Page excerpt -
## BEGIN
Woven into Sjoholm’s own adventures
in the windy Orkneys and foggy Faroes are stories of storm goddesses,
sea witches, and mermaids, along with the almost unknown biographies
of women fishing captains, cross-dressing sailors, and bold Viking
explorers.
Sjoholm’s trip begins on the west coast
of Ireland as she visits the ancient castles of the notorious
Grace O’Malley,
the Pirate Queen who was a contemporary of Queen Elizabeth in
the sixteenth century. Regularly raiding foreign ships off the
coastline of Ireland, O’Malley was said to have fought
off Algerian corsairs just hours after giving birth to her son.
She commanded two hundred men (and a couple of husbands) and
acquired lands and fortresses that still dot the Irish landscape
today.
But Grace O’Malley wasn’t alone.
## END
Data provided -
## BEGIN
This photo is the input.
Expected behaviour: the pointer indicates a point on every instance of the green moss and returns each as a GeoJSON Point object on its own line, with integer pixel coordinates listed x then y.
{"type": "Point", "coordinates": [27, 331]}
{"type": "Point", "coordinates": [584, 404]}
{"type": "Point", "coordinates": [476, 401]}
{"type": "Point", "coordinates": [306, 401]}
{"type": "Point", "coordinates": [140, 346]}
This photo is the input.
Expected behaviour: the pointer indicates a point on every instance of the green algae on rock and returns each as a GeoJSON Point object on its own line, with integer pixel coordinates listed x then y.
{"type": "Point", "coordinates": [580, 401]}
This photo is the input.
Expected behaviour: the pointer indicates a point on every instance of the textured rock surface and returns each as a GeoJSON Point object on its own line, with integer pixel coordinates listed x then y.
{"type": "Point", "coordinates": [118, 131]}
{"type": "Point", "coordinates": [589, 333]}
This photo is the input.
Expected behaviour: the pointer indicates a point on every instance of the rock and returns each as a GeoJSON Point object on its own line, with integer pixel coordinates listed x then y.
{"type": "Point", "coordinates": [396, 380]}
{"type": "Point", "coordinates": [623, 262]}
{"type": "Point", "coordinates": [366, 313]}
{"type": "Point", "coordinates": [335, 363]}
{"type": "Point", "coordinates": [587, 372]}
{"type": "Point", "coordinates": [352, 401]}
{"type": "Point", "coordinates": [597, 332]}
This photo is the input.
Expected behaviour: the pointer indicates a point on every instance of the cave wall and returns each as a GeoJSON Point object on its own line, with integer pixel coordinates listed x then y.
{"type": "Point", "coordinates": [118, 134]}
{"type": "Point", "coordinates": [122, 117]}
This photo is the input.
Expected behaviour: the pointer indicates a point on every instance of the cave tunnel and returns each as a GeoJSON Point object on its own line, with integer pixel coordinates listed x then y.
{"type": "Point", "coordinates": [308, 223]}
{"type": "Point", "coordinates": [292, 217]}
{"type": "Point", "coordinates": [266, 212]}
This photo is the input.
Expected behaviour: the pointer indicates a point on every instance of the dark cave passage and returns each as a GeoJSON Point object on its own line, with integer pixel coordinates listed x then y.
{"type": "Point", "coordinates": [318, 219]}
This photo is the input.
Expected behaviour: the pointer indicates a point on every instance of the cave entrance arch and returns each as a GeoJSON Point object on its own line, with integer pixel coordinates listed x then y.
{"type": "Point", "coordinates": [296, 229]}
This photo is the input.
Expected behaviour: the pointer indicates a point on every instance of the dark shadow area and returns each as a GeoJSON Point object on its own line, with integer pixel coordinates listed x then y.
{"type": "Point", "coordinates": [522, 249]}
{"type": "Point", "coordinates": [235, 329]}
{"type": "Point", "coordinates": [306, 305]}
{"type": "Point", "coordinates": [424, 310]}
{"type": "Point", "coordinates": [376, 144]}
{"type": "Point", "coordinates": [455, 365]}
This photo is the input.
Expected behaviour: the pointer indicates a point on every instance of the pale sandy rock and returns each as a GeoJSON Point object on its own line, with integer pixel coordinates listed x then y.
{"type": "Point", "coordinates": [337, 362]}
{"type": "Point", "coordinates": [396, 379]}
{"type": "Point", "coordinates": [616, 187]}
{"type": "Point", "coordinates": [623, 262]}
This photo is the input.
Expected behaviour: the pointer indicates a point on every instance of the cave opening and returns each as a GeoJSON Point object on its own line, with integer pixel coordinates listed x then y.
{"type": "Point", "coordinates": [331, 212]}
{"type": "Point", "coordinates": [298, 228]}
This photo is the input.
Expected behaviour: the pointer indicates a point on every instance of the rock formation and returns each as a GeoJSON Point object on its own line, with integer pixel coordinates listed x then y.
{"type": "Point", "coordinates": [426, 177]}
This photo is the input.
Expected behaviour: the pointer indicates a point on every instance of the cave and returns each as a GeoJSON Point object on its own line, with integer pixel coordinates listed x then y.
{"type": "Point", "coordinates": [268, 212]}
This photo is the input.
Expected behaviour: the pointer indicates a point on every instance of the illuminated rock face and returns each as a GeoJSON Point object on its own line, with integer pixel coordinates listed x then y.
## END
Parts of the exercise -
- A) Summarize the passage about Sjoholm's trip in two sentences.
- B) Tally the lines in the rows that contain the string "dark", where case counts, and give only the number.
The passage and the rows were taken from separate sources.

Solutions for each task -
- A) Sjoholm's adventures in the windy Orkneys and foggy Faroes are interwoven with stories of storm goddesses, sea witches, and mermaids, along with almost unknown biographies of women fishing captains, cross-dressing sailors, and bold Viking explorers. Her trip begins on the west coast of Ireland at the ancient castles of Grace O'Malley, the sixteenth-century Pirate Queen who regularly raided foreign ships, commanded two hundred men, and acquired lands and fortresses that still dot the Irish landscape.

- B) 2